**Trecho**
>>>
Na última quarta-feira (27/1), a Prefeitura de São Paulo ampliou a campanha de imunização com novos profissionais da saúde após o recebimento de 165 mil doses da vacina da Oxford/AstraZeneca. Todavia, os servidores da assistência social não foram contemplados nessa decisão.
De acordo com Regina, o diálogo com a Secretaria Municipal de Assistência e Desenvolvimento Social (SMADS) não vai para frente. A coordenadora critica a falta de dados oficiais de profissionais contaminados pelo coronavírus.
O risco de contaminação nas ruas
Os assistentes sociais lidam, por exemplo, com a população em situação de rua – grupo que foi incluído na lista de prioridade. O orientador social do Serviço Especializado de Abordagem Social (SEAS) Paulo José* tem trabalhado diretamente com esse público desde o início da pandemia. Ele tem feito o transporte de pessoas com suspeita ou casos confirmados da doença a hospitais pela cidade, entre outras funções.
<<<
**Dados fornecidos**
>>>
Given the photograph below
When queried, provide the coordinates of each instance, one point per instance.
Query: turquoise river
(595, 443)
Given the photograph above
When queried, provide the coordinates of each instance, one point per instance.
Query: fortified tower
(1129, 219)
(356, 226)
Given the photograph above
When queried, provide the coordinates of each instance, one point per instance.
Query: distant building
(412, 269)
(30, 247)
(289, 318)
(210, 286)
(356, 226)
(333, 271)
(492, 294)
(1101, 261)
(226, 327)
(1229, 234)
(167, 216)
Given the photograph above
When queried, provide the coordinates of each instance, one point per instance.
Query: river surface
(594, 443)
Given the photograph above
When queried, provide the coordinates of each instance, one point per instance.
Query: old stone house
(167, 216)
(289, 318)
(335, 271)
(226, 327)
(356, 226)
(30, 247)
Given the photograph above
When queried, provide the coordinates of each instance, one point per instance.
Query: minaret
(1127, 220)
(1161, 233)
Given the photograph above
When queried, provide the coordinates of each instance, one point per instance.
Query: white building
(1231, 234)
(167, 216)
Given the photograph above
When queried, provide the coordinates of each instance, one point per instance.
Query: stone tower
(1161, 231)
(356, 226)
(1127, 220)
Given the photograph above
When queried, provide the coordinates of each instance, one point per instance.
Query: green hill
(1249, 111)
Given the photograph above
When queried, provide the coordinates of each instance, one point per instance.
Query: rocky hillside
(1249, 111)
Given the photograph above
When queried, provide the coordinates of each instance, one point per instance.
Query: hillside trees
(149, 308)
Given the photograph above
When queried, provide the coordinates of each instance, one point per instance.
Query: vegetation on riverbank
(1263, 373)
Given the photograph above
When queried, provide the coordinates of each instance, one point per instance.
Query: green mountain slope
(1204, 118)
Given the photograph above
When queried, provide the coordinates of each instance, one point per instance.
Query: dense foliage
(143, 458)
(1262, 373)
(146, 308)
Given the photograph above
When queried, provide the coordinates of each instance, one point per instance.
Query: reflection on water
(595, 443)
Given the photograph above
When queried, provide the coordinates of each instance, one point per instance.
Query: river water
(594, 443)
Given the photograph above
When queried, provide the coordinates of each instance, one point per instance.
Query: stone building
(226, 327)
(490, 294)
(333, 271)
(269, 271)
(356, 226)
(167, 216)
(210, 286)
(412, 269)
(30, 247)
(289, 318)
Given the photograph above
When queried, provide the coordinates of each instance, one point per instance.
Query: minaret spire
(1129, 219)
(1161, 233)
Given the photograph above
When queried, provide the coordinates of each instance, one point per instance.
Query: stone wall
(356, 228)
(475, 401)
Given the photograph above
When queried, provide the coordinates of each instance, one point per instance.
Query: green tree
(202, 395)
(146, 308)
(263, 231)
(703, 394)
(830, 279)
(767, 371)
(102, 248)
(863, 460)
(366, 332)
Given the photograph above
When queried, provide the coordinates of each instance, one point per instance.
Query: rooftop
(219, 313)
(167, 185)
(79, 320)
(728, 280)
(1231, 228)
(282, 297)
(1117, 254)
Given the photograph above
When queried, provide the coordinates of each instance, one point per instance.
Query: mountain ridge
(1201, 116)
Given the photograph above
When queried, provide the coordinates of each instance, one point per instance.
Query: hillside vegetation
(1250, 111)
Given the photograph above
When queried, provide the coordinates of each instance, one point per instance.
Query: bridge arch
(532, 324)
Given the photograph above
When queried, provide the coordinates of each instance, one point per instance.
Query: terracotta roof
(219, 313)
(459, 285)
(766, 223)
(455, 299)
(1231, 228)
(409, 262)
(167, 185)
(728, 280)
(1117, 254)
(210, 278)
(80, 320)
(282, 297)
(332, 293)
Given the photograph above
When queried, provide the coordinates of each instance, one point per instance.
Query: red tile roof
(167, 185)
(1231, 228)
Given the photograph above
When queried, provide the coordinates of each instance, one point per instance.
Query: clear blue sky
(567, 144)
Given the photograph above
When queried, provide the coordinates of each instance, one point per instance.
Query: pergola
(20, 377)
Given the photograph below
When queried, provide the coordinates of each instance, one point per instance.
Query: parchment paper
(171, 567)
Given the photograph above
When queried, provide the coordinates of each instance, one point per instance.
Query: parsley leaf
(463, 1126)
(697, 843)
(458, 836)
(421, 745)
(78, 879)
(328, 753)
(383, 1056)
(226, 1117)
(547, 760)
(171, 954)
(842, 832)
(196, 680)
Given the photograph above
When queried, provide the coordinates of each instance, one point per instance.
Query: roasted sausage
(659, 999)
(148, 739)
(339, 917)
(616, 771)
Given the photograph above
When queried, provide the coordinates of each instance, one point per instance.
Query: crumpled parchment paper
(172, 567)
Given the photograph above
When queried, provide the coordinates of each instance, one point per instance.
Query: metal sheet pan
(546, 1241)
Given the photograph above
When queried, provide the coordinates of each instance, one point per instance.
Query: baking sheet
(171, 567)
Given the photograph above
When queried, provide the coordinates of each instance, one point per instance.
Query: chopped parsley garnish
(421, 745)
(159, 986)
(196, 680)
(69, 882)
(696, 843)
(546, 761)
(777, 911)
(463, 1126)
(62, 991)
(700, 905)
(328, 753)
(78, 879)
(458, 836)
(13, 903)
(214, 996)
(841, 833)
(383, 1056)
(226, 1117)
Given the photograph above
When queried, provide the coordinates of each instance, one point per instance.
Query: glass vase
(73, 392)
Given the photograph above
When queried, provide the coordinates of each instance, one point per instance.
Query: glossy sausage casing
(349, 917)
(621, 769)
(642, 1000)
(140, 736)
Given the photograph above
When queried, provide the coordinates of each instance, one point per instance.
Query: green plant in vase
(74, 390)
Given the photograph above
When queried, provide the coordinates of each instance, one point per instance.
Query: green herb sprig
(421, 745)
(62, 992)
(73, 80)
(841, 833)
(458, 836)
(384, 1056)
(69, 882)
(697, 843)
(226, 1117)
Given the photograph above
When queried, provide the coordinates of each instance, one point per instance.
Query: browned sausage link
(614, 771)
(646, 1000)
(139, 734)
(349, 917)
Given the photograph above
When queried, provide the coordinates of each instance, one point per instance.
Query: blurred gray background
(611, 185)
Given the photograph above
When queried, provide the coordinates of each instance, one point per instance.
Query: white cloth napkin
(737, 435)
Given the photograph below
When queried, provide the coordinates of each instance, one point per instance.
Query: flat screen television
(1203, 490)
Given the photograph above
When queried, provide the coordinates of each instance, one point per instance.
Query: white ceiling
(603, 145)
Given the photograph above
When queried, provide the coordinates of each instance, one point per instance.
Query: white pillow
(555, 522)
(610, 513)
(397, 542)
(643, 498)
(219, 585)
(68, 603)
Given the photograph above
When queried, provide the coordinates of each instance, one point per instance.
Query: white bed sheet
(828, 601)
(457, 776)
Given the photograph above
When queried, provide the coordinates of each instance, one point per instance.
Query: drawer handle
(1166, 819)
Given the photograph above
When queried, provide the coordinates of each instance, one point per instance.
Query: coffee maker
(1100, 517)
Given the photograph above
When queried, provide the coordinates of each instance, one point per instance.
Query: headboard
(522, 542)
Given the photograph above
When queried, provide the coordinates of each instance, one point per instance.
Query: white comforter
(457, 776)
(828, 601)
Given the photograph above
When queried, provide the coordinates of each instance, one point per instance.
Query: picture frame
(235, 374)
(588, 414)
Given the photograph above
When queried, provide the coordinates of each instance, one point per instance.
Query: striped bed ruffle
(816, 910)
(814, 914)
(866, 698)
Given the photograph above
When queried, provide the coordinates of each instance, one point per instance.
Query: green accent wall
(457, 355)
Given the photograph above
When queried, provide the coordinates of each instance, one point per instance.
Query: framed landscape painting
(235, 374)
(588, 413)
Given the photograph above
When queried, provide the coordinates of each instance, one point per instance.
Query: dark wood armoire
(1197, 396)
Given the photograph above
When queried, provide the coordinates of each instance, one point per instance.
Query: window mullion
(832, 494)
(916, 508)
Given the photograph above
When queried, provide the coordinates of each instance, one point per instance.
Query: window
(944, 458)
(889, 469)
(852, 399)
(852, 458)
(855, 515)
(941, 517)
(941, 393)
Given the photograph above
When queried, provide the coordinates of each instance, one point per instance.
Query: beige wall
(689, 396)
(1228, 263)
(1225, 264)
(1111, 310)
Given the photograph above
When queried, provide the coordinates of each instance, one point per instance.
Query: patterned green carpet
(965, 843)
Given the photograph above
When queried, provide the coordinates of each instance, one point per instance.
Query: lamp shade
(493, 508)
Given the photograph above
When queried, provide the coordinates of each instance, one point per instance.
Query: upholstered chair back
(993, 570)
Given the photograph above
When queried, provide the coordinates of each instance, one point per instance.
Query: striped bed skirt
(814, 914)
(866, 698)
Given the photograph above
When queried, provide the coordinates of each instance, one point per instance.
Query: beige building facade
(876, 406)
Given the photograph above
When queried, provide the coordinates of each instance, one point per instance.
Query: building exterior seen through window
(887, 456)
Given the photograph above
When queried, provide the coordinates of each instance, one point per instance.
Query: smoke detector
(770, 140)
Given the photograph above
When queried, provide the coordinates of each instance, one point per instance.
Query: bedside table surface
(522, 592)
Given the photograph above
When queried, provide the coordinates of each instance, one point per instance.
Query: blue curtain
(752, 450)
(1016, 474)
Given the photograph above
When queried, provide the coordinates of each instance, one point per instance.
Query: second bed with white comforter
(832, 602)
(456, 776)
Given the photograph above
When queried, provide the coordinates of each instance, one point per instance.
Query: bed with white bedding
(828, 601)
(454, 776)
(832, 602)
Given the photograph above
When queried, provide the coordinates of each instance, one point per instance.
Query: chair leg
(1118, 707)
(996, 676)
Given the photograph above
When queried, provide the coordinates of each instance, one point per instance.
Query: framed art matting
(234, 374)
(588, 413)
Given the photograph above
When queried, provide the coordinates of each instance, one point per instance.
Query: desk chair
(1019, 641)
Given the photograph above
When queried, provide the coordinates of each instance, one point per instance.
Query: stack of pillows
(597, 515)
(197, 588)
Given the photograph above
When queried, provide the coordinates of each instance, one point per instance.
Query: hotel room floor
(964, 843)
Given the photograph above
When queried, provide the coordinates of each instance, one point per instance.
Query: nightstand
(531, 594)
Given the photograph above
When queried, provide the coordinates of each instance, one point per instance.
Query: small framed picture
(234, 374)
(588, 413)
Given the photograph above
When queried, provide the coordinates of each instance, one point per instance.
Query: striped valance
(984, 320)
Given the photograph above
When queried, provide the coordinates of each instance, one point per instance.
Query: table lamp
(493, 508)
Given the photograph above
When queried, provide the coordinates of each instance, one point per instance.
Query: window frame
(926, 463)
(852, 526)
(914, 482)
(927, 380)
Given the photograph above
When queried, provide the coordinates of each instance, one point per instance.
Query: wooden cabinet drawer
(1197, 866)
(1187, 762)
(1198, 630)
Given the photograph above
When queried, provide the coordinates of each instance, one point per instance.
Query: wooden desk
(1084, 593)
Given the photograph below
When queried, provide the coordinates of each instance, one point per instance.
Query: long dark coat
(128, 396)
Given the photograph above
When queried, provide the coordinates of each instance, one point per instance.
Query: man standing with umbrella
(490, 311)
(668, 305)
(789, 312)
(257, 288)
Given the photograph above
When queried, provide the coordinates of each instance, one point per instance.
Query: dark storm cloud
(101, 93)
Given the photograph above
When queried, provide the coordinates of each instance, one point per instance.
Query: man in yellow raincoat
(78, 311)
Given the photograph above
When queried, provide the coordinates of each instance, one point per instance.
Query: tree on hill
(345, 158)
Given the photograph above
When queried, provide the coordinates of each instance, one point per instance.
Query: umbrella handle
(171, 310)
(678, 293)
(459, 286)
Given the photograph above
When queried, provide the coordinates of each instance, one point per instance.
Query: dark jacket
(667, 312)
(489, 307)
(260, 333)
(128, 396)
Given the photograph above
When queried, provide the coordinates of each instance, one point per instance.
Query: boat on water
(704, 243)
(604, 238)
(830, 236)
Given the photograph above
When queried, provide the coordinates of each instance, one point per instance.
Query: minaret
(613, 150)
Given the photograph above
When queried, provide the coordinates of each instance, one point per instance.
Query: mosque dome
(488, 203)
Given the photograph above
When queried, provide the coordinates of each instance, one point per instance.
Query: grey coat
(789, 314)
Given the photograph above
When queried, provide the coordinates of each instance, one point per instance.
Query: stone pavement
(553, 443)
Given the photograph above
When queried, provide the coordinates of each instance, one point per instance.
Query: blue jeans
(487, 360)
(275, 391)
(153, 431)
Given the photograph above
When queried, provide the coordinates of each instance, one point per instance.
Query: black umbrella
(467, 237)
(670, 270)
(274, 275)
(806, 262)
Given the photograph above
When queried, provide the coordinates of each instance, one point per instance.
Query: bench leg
<<<
**Enunciado**
Responda com base no trecho:
(a) Quantas doses de vacina, e de qual fabricante, a Prefeitura de São Paulo recebeu?
(b) O que a coordenadora Regina critica?
(c) Em qual serviço Paulo José trabalha como orientador social?

**Resposta**
(a) 165 mil doses da vacina da Oxford/AstraZeneca.
(b) A falta de dados oficiais de profissionais contaminados pelo coronavírus.
(c) No Serviço Especializado de Abordagem Social (SEAS).